## Problem details
Find each line of the material below in which the word "after" occurs, and return it.

● ● ●

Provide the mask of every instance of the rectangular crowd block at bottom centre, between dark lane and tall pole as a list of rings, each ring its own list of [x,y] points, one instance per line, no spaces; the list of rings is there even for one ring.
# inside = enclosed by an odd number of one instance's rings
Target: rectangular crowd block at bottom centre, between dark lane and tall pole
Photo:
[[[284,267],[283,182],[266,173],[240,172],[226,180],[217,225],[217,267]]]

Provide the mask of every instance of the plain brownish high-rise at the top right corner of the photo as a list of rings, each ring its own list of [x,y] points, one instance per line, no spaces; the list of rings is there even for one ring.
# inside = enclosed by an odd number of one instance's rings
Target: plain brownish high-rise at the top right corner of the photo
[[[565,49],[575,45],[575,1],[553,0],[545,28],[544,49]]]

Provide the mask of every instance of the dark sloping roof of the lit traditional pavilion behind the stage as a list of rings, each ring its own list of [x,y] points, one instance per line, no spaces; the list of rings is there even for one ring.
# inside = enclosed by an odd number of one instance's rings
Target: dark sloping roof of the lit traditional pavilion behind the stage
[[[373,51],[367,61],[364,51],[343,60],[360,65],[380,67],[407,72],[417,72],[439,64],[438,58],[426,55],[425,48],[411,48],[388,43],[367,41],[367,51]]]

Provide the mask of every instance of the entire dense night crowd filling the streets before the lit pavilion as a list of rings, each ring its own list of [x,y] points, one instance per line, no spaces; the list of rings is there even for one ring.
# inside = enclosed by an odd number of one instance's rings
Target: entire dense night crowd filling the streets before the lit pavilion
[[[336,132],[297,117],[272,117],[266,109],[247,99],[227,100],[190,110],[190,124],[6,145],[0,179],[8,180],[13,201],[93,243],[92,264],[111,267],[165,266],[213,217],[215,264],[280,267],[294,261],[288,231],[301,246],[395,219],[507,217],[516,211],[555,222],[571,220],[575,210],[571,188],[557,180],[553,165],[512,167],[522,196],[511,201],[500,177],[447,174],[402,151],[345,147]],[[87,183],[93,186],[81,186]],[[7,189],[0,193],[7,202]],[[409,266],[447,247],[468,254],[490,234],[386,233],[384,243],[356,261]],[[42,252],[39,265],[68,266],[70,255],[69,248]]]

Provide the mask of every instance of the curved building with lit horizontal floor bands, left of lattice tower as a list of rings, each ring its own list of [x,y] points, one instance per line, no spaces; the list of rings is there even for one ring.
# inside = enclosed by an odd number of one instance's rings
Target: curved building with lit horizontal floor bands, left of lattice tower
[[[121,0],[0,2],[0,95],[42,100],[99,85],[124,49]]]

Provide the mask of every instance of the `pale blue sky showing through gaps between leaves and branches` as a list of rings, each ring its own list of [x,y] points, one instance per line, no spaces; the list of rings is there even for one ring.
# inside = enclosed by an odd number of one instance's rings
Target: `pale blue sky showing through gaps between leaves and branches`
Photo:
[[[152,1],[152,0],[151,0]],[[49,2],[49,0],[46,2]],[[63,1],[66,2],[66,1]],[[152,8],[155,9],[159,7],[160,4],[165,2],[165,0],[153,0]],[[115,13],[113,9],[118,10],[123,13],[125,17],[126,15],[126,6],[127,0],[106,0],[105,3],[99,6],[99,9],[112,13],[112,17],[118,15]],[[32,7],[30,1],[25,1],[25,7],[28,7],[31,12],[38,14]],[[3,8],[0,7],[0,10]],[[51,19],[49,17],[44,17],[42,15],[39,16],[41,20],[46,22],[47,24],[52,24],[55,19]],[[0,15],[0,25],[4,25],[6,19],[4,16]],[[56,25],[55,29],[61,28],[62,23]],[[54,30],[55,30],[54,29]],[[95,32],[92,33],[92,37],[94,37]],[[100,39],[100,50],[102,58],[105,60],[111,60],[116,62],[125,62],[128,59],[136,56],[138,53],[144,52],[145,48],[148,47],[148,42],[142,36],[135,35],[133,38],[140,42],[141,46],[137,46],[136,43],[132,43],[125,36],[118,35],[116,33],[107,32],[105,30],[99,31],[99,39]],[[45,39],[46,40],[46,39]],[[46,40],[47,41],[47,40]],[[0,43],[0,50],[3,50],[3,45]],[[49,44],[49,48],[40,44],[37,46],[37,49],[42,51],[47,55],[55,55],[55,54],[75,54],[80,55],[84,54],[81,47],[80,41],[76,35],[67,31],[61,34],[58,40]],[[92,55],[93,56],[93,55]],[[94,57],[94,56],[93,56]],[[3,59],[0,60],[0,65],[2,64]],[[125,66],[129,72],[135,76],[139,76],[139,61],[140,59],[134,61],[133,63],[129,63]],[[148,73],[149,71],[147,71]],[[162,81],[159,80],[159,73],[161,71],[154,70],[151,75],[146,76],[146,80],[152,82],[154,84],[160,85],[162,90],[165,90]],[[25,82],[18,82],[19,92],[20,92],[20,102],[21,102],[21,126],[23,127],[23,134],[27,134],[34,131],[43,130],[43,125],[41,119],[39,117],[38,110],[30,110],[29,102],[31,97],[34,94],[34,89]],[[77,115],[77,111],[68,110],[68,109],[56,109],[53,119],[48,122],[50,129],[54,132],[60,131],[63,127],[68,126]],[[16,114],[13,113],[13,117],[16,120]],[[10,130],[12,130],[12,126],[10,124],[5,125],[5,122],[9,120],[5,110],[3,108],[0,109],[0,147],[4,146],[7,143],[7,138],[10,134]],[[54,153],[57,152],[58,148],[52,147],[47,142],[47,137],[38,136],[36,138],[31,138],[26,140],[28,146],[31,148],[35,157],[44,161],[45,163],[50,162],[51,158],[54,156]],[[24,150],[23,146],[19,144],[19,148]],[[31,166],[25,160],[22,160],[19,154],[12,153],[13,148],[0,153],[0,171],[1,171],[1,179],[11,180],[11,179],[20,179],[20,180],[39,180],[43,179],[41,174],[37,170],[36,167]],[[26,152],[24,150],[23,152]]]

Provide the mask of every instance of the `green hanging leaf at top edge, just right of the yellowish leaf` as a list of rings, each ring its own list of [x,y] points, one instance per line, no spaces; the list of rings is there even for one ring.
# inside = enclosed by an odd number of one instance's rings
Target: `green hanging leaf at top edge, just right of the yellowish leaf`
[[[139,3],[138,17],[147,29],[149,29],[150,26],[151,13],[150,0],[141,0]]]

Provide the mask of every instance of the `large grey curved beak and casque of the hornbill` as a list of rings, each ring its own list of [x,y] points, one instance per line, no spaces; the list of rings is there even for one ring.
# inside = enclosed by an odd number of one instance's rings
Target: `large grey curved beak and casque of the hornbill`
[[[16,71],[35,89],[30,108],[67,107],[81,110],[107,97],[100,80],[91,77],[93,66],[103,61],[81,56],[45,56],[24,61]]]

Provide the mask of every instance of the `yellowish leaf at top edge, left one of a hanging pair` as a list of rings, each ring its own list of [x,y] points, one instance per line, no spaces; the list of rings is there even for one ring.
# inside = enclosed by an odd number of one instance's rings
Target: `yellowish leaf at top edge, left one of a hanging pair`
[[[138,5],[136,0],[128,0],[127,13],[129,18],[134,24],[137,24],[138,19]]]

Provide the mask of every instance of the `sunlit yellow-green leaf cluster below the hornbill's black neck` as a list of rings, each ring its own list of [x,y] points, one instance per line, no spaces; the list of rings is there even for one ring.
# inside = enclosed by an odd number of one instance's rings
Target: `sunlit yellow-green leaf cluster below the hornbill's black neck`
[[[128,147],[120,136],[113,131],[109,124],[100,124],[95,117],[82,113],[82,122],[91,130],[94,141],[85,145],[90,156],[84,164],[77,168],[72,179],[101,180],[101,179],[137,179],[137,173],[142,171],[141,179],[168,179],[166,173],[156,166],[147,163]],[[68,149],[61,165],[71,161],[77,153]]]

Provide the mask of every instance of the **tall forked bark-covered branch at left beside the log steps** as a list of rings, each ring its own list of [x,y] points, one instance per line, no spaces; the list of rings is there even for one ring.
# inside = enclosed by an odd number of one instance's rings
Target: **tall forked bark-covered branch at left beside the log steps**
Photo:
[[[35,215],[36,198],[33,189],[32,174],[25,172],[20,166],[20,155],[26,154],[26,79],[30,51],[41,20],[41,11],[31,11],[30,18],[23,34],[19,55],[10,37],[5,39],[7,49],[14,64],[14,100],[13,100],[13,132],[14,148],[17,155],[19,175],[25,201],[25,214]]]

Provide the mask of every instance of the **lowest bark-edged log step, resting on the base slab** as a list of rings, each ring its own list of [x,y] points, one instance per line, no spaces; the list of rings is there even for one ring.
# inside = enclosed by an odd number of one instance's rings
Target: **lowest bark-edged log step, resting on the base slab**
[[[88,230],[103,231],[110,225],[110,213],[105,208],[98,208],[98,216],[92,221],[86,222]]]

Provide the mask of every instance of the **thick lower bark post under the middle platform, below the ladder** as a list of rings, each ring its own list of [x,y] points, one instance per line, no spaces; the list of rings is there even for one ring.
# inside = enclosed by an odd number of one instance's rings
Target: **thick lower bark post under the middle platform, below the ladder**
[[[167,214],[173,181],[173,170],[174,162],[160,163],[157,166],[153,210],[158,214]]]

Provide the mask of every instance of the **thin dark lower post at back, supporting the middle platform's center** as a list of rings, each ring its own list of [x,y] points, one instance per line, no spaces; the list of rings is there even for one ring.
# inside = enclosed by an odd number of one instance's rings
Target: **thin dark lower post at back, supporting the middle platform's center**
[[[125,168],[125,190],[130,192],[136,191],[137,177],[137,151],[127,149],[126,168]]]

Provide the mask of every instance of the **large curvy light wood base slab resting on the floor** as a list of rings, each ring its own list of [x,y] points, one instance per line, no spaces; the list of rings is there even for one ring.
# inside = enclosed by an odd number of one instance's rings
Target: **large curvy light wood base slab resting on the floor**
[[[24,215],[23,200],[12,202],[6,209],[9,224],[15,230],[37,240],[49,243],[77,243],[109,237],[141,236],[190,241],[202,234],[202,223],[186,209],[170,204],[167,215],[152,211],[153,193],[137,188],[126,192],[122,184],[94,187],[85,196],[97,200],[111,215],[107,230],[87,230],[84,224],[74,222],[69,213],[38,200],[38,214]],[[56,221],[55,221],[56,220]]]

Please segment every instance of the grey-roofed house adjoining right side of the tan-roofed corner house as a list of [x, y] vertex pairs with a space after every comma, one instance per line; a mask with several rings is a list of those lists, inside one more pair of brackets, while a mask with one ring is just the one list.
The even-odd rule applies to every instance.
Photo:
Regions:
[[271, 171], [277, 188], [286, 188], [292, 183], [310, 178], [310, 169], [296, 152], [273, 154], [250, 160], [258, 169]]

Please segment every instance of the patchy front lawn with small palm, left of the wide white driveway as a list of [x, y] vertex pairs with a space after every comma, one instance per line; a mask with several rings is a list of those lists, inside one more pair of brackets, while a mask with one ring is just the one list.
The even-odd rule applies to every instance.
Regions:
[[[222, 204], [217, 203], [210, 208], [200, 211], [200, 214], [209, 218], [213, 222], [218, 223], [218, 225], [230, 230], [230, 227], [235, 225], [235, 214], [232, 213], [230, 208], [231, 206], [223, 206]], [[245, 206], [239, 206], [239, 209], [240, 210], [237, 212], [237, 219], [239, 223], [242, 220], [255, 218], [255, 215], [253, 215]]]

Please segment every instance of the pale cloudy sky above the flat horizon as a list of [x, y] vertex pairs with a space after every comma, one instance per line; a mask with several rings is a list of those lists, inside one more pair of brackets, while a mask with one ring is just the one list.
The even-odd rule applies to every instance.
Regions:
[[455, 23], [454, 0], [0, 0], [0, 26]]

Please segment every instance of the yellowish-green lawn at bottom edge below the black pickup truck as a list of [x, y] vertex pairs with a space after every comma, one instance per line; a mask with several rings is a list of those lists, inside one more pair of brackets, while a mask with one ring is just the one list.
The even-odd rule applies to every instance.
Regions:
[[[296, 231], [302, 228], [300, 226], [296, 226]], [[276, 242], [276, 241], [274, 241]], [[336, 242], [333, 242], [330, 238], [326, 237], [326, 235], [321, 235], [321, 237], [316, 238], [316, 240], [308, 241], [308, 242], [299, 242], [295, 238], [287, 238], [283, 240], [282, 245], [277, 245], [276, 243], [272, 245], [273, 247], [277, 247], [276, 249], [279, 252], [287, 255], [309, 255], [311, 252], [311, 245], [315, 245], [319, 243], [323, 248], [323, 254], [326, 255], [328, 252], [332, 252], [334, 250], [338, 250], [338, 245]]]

● ● ●

## Response to this exercise
Please segment every instance of the grey-roofed house adjoining right side of the tan-roofed corner house as a list of [x, y] vertex pairs with a space after every comma, one instance per line; a mask with several rings is a list of those lists, inside one more pair of brackets, while a mask with one ring is just the one list.
Please segment every instance of the patchy front lawn with small palm, left of the wide white driveway as a list of [x, y] vertex pairs with a space after every comma, one instance per line; a mask with several rings is a list of those lists, inside one more pair of brackets, while a mask with one ring is just the one list.
Please segment every instance of the pale cloudy sky above the flat horizon as a list of [x, y] vertex pairs with a space after every comma, one instance per line; a mask with several rings is a list of those lists, inside one more pair of brackets, while a mask with one ring is just the one list.
Please segment every instance of the yellowish-green lawn at bottom edge below the black pickup truck as a list of [x, y] vertex pairs with a space after every comma, one instance per line; a mask with several rings is a list of those lists, inside one more pair of brackets, while a mask with one ring is just the one list.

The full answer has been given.